**Stated task 1:** Return each line of the rows that contains the word "yellow".

====

I see that large gymnasium on Kutner Sreet, a building that would have been proud to stand on any street in the largest city in Poland. Kutner Street could have told many tales, because it stretched for many streets behind the city where it turned into a highway, covered on both sides by dense trees that hid the deepness of the forest in which the youth loved to stroll.

How romantic and beautiful was the Kutner highway on a Shabbos afternoon when the city's youth …

[Page 167]

… would go for walks. The Gostynin forest could also have told many tales about all the discussions that took place there, and about lucky and unlucky love. We were young, young with emotion, and yet we were hunched over with the yoke of seriousness. The youth of that time, and that includes those of Gostynin, was filled with obligations and responsibilities; they were not as carefree as today's youth.

The strolls on the “mountain of mountains,” the long, black peat fields, the four-cornered trimmed pieces of peat (heating material with which they used to heat the ovens) that were spread out across the fields to dry, accompany me without end when I remember myself in Gostynin.

Now I see them, the temperamental youth, during discussions about the theater and about other problems.

Now I see them the religious Jews, during heated discussions about politics, as they are spread out in a wide row walking after prayers on Shabbos in the wide open market place.

Now I see her, the large, beautiful, proud shul … and I see them, the proud Jews.

I see before my eyes the amateurs from Gostynin who loved the theater more than life, who sacrificed themselves for art, fanatics about Jewish theater ….

Jewish theater was like air for them, like sustenance, without which one could not exist. They worked tirelessly, rehearsed, studied, and performed in the theater. And they performed well! This was the best amateur troupe from all the surrounding areas, and was there anything they did not perform? Everything was from the better literature, such as: Tchirikov's “Jews,” Ansky's “The Dybbuk,” Kobrin's “Yankel Boila,” Ibsen's “Ghosts,” Psibisewski's “Snow,” Sholom Asch's “With the Stream,” and Yakov Gordon's “God, Man, and the Devil.”

And if they only sensed that a professional actor was somewhere in the area, they did everything possible …

[Page 168]

… to ensure that this person would come to perform with them, and he ultimately did.

Actually, once they found out that I was visiting my mother and delegations came right over saying that I had to perform with them. My answer that I was only here for a short time made no difference, and soon they put us all to work.

I see before my eyes Adam Domb, who had a photography studio in Gostynin that served more as a meeting place for the amateurs rather than a place of livelihood.

A customer enters, wants to take pictures, but Domb has no time, he first has to end his discussion with us.

When I performed Pinskin's “Gabri and the Women,” with the Gostynin amateur group, Domb played the male lead roles with me. Later, Adam Domb actually became a professional actor. He left the photography studio that gave him a good livelihood and joined WIKT (Warsaw Jewish Acting Theater), and then later the Vilna acting troupe.

====

**Stated task 2:** Continue the Gostynin memoir above, starting after its last sentence.

A run of records:
====

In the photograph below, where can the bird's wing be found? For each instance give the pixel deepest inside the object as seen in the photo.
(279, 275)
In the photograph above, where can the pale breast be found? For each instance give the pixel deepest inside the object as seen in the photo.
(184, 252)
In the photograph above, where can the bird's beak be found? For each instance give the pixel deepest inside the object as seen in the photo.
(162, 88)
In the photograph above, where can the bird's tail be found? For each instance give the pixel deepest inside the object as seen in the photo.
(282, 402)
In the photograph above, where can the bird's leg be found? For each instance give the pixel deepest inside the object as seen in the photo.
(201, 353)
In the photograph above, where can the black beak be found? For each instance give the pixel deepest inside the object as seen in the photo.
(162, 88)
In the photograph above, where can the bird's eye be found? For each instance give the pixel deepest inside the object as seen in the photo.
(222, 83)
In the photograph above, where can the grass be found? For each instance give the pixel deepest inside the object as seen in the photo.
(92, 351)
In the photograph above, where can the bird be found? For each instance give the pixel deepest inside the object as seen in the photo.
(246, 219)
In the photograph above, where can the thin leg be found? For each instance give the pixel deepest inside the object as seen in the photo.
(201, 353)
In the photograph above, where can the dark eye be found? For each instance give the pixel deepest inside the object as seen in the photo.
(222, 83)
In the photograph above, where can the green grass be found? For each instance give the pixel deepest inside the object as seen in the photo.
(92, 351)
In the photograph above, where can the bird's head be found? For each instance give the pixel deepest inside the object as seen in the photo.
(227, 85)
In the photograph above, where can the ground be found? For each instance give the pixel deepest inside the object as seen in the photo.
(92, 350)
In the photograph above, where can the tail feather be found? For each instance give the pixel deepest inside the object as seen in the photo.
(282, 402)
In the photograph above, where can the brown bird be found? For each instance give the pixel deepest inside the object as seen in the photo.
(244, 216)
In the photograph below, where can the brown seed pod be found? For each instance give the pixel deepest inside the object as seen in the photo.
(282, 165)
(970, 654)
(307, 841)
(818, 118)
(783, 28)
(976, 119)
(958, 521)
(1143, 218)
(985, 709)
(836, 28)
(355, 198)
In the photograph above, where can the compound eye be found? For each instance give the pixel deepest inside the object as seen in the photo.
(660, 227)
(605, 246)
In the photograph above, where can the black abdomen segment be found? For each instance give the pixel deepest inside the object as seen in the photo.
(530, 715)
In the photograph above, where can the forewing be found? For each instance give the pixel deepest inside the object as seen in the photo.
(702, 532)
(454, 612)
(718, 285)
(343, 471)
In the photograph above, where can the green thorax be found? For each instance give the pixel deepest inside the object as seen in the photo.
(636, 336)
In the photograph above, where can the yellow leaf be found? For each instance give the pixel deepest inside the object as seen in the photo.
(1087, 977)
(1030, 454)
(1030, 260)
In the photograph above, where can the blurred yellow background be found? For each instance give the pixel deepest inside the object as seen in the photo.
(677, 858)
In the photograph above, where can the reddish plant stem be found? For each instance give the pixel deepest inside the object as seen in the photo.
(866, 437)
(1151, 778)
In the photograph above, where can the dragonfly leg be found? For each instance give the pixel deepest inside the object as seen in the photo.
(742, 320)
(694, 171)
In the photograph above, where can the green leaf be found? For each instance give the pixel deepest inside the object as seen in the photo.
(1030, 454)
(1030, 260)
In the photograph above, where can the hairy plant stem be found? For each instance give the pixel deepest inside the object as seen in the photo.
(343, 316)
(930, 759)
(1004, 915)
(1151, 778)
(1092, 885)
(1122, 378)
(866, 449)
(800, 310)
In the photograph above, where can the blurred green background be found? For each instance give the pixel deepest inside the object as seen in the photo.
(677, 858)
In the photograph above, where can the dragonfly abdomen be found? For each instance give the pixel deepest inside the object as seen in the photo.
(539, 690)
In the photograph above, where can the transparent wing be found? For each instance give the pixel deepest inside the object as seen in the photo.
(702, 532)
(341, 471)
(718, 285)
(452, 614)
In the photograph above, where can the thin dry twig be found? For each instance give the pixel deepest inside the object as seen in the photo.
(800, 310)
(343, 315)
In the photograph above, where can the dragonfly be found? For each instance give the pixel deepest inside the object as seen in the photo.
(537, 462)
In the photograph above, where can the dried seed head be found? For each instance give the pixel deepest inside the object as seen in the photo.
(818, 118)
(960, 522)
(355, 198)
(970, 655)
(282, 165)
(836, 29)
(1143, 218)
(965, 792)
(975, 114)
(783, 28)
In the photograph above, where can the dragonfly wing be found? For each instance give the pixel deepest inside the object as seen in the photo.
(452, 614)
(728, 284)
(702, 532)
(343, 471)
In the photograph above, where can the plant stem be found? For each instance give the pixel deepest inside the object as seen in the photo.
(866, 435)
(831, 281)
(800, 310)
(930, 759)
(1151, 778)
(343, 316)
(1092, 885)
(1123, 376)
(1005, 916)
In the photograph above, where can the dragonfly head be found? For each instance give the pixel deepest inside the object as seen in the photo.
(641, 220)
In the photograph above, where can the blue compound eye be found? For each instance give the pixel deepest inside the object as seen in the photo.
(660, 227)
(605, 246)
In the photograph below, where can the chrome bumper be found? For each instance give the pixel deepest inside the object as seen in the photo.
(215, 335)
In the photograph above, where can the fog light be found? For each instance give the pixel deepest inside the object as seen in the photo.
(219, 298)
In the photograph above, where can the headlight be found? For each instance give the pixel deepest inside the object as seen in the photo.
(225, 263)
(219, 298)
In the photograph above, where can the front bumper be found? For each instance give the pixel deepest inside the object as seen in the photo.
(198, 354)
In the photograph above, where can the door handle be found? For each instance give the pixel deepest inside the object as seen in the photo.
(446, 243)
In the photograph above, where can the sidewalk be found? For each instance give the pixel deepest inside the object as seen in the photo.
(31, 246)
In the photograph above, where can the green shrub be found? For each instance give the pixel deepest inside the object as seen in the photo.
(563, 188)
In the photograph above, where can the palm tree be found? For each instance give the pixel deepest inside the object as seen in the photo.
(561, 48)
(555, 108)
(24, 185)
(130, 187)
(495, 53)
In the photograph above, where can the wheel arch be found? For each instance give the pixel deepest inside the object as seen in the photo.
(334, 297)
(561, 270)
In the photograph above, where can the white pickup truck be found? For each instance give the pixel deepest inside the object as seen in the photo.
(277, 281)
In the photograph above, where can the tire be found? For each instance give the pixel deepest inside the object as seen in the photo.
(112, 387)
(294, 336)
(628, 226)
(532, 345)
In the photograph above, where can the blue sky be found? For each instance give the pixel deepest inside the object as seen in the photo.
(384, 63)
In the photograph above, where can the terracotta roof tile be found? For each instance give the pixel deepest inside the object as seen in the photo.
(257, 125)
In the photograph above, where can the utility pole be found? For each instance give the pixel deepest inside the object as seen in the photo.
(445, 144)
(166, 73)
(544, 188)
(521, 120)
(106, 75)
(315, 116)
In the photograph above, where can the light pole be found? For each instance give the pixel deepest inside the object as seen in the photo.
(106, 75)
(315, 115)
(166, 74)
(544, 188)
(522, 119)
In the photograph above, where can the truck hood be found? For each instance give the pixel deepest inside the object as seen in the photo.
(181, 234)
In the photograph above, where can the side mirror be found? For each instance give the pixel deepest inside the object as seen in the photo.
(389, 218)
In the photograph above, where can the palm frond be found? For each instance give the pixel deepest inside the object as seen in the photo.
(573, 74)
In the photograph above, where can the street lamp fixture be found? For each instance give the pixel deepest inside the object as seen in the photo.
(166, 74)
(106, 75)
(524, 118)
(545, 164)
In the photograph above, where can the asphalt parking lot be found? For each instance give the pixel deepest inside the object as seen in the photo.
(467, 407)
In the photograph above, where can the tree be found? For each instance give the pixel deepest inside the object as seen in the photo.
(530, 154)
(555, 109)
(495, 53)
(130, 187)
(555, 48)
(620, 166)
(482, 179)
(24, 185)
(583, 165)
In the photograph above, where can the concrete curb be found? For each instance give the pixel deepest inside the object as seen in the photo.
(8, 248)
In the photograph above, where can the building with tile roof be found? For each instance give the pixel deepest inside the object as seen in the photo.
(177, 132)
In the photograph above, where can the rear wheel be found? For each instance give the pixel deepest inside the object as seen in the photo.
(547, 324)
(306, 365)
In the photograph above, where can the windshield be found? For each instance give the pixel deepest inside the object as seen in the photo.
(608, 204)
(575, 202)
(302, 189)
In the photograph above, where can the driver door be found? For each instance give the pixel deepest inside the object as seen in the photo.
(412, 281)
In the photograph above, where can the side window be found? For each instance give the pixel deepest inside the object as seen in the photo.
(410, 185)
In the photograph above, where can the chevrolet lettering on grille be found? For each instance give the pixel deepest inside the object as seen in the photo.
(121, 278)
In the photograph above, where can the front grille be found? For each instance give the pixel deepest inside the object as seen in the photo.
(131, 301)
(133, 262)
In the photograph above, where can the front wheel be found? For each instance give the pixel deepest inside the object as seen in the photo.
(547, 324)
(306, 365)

====

**Expected output 1:**
In the photograph above, where can the yellow leaf be found? For each instance give the pixel deepest inside the object as seen in the photo.
In the photograph above, where can the blurred yellow background be found? For each instance give the pixel deepest inside the object as seen in the photo.

**Expected output 2:**
And now I see the provocatively beautiful Pela Sarna, and Zandman and Keller and Yakov Leyb Motel and Shloime Gostinski – all, all of them worked for the performance with all their soul, those on stage and those off the stage.

And Yakov Gostinski, what didn't he do for the benefit of the theater! And all the others whose names I cannot remember who always supported the goal of improving the Jewish theater in Gostynin and in the surrounding areas wherever they went.

Now I see the theater, the firemen's coach house on Gombyner Street not far from the shul, a guardhouse, very primitive, but the beloved Jews would flow there in masses to the Yiddish performances.

When I came for a second time to visit Gostynin, and at that time there was also the famous singer and performer Yakov Kelter, well, would the stubborn Gostynin amateurs miss an opportunity like that? They got both of us, and to deny them, these beloved Gostyniners, was impossible … so we performed in several one-act plays (understandably without honorarium). Again, they were exceptional both in their acting and in their commitment and love for this project.

And now I see before me the beloved Chana Bagno, Shmuel Keller, and others in Mark Ornstein's “The Eternal Song,” and in Peretz's “After the Burial” that we performed at that time.

And this youth was not only busy with activities of the theater, but they were also busy with other cultural activities and projects.

I remember well the warmth of the Gostynin Jews also towards the Polish speakers. The Jews respectfully attended the speeches that were brought from Warsaw and Lodz. My husband as well, the deceased publisher Lazar Kahan, was among those who came to Gostynin with a presentation. How hungry they were for worldly knowledge, they swallowed ideas of Strindberg and his views about which my husband spoke.

Only memories remain ….


[Page 170]

Gostyniner Jews

by Yitzhak Zandman (Israel)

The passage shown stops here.